_What the exercise asks_.
Give every line from the one containing "form (73, 520)." down to the last line below as a JSON list of strings, one string per line, leaving out blank lines.

Begin Material supplied

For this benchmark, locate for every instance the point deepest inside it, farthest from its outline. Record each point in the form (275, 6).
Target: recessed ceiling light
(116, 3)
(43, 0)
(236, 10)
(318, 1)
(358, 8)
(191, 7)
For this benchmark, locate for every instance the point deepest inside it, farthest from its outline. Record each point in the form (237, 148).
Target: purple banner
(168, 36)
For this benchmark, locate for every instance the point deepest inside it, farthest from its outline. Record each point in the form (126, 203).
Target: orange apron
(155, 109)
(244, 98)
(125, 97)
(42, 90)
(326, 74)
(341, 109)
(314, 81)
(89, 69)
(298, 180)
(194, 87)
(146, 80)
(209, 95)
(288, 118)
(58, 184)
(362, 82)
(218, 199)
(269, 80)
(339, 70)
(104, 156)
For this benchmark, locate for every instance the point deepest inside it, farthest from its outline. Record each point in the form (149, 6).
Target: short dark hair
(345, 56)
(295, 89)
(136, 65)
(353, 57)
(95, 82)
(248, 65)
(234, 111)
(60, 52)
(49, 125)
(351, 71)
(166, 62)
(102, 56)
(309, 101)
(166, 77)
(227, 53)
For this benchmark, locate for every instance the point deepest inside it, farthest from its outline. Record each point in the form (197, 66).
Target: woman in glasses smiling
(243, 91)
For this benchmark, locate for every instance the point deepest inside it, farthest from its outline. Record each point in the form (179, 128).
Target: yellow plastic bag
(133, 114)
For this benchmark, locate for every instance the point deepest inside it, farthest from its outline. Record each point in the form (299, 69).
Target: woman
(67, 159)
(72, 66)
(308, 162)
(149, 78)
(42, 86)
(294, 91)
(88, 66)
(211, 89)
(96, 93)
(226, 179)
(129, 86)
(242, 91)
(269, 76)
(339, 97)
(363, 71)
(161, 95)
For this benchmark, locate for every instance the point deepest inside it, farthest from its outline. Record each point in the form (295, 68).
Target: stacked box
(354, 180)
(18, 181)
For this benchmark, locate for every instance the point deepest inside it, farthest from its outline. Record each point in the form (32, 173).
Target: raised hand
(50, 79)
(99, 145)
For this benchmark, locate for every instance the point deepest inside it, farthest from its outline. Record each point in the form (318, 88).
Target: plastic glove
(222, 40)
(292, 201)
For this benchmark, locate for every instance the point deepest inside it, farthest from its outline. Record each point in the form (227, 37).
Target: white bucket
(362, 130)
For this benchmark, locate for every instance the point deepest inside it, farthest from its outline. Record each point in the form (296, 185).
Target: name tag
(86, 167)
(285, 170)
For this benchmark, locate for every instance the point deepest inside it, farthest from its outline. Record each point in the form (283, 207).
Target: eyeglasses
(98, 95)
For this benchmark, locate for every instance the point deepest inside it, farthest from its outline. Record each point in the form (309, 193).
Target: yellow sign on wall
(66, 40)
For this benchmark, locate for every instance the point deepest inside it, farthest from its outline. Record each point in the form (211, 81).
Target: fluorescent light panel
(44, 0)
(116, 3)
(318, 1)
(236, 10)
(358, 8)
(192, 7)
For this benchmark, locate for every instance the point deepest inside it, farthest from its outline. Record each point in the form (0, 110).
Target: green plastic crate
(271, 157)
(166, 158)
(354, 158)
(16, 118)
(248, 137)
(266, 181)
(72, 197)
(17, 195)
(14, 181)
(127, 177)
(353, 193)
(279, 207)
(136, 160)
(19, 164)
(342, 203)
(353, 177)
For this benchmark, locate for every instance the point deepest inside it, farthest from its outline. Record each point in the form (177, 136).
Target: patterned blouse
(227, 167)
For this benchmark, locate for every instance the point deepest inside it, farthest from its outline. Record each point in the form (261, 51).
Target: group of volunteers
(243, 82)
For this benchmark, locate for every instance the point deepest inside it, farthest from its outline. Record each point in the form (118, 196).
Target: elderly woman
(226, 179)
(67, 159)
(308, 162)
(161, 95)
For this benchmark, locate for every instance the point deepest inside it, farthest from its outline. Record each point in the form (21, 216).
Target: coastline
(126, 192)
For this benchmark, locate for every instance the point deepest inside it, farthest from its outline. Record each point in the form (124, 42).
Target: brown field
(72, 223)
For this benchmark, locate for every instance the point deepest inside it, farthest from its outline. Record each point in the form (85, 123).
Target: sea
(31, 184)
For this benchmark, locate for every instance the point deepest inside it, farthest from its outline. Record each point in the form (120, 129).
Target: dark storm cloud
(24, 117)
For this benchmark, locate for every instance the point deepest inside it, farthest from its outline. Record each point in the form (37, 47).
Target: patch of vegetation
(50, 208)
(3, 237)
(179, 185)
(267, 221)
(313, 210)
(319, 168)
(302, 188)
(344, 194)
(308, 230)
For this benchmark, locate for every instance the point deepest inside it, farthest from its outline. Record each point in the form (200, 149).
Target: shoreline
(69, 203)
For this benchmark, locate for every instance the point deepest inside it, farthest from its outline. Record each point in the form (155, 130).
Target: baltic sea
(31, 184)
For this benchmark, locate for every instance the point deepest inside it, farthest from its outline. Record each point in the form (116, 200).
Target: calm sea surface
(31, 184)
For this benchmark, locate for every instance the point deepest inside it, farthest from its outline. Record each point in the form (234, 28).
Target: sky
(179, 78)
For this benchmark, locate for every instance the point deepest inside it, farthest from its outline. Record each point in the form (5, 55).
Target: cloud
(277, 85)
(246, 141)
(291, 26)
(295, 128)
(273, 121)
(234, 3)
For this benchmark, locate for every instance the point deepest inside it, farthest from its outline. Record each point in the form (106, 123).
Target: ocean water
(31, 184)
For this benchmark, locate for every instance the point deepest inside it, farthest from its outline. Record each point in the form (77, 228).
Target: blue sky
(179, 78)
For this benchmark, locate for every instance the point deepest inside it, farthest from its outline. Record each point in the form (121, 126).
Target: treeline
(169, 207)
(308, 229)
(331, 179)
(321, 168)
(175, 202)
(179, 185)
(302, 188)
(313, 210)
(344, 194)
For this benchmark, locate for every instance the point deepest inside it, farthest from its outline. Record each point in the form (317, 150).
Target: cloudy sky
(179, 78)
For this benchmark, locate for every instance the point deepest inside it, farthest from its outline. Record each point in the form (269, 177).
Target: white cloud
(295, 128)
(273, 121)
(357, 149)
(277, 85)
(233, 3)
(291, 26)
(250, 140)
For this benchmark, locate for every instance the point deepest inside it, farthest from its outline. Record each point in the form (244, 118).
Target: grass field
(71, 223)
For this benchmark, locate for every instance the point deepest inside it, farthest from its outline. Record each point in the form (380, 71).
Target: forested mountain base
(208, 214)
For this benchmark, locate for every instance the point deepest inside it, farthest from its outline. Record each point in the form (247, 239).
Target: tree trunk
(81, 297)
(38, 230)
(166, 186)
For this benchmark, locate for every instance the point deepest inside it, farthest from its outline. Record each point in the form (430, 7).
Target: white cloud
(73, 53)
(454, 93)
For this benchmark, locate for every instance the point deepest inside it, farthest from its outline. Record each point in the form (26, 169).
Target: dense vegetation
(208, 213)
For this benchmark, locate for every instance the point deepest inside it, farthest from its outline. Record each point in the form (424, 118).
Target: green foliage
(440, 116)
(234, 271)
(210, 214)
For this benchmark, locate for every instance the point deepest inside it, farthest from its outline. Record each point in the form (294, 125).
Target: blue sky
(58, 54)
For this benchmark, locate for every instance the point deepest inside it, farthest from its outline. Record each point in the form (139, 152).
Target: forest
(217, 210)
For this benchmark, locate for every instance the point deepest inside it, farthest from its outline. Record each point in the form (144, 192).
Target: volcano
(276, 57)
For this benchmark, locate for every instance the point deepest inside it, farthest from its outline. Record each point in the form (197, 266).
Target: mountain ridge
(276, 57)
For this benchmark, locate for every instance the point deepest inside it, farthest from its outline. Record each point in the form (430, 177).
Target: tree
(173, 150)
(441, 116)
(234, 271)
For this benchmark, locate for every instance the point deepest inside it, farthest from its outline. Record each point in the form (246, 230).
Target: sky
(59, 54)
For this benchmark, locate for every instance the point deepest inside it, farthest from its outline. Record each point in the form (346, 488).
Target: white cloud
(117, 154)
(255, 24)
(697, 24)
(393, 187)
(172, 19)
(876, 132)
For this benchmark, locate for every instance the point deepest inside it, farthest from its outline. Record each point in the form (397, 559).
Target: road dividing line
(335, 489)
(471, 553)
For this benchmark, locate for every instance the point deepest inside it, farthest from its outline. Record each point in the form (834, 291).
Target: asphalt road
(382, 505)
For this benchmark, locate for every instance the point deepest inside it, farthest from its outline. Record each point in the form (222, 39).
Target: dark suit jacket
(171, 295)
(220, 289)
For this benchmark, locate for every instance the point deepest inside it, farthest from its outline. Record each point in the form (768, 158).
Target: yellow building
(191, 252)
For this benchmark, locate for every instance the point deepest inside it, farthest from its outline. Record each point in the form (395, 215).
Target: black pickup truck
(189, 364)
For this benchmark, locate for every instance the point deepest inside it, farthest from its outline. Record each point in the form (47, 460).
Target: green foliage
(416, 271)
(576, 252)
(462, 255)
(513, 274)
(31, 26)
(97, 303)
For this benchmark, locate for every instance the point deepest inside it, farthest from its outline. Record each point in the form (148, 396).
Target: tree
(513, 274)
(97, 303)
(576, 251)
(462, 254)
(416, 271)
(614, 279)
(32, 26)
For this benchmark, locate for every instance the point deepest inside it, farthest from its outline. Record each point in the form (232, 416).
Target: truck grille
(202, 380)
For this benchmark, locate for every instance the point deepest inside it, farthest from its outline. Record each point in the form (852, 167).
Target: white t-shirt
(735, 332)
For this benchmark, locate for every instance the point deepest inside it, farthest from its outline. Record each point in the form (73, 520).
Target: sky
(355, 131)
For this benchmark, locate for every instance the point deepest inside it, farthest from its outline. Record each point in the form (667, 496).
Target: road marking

End Material supplied

_Answer to this exercise_.
[
  "For this benchmark, locate for every instance the point deepest inside it, farthest from its outline. Record each point in the form (73, 520).",
  "Target: sky",
  "(355, 131)",
  "For this benchmark, locate for every instance the point deepest inside it, farthest from its outline. Record each point in the form (667, 496).",
  "Target: road marking"
]